* begin Data provided *

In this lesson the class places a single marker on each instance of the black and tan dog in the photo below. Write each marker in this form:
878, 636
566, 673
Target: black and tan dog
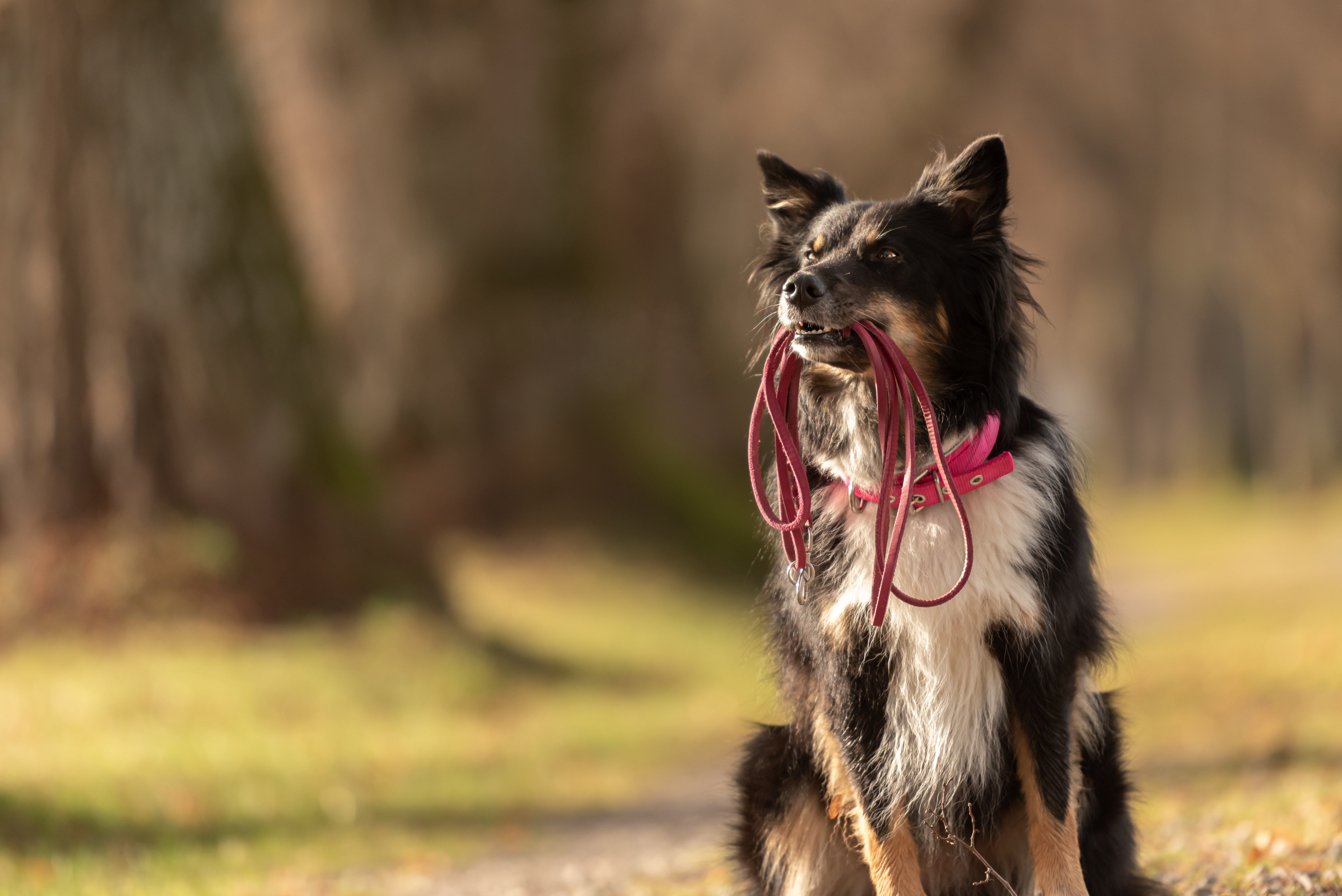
987, 701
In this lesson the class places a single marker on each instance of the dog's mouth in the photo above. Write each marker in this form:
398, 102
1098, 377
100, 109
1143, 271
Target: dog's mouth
808, 332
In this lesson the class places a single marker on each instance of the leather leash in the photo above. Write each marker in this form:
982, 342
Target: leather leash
897, 386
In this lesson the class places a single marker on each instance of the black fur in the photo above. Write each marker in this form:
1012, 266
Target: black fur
937, 270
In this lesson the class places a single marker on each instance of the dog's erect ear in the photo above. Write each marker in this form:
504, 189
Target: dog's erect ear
795, 198
974, 186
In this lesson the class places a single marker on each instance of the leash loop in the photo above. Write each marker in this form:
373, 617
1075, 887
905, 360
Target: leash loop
897, 388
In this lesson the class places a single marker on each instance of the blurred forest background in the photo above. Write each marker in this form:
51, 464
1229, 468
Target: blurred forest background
328, 278
422, 328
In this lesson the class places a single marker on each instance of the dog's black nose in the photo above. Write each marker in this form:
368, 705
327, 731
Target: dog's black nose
803, 290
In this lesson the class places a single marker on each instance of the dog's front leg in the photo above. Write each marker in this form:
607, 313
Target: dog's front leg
1053, 827
893, 859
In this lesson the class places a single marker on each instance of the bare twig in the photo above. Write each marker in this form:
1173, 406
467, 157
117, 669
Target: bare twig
948, 838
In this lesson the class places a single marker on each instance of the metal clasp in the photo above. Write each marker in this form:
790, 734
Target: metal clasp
855, 505
800, 580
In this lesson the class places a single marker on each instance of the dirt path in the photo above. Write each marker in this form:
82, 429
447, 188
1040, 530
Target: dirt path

* end Data provided *

**Short problem:** Output all of the records above verbatim, line for line, with the pictures omitted.

**Solution below:**
In this lesson the class places a single marker on each instance of the black and tan dog in the photo below. Write each marker in this form:
878, 636
566, 673
Target: black and tan dog
987, 701
In this lesson the class places a single marker on each instance of the dog's mouth in the photo above. Write each marker in this form:
398, 102
1098, 377
100, 109
1143, 271
Target: dog's mouth
808, 332
In this lesson the class places a single marker on each instance of the leather leash in the photo above. Write each marker in this form:
982, 342
Target: leather leash
897, 386
In this lesson the class places a single marker on each instance of the black fur in the photo above. Write each marker in this form:
1012, 266
Target: black fur
937, 270
In this lesson the class places a single marker on each instance of the dog's erect ear in the photo above. Write each marker in this form:
504, 189
Target: dog's erect ear
795, 198
974, 186
In this lesson the class places a single marker on each instance of the leash loop in the photo above. Write each marker in this form:
373, 617
1075, 887
905, 360
Target: leash loop
897, 388
In this lesson the class places a single marker on each instance of the blurred forest background in the photo above. Write each marker in this form:
51, 464
1229, 468
Target: blurred forest background
328, 278
422, 328
In this lesson the class places a single marker on each instance of the dog's black nose in the photo above. Write each marker in this form:
368, 705
327, 731
Target: dog's black nose
803, 290
In this lesson the class places a single marker on each instance of the dog's front leg in the photo above. Write each marker in this form:
607, 313
Target: dog's front leg
1053, 827
893, 859
In this lesson the class places a single marker on each instance of the bare twig in the photo above. Write each marker in this form:
1173, 406
467, 157
117, 669
Target: bare twig
948, 838
In this lesson the class places a single marker on each instance of the metal clasp in the photo above. Write each marker in this form:
790, 734
Target: metal clasp
855, 505
800, 580
In this lesson the class places a single marker on each instance of the dirt path in the photo above. Write each marker in this form:
82, 429
447, 188
1040, 530
Target: dirt path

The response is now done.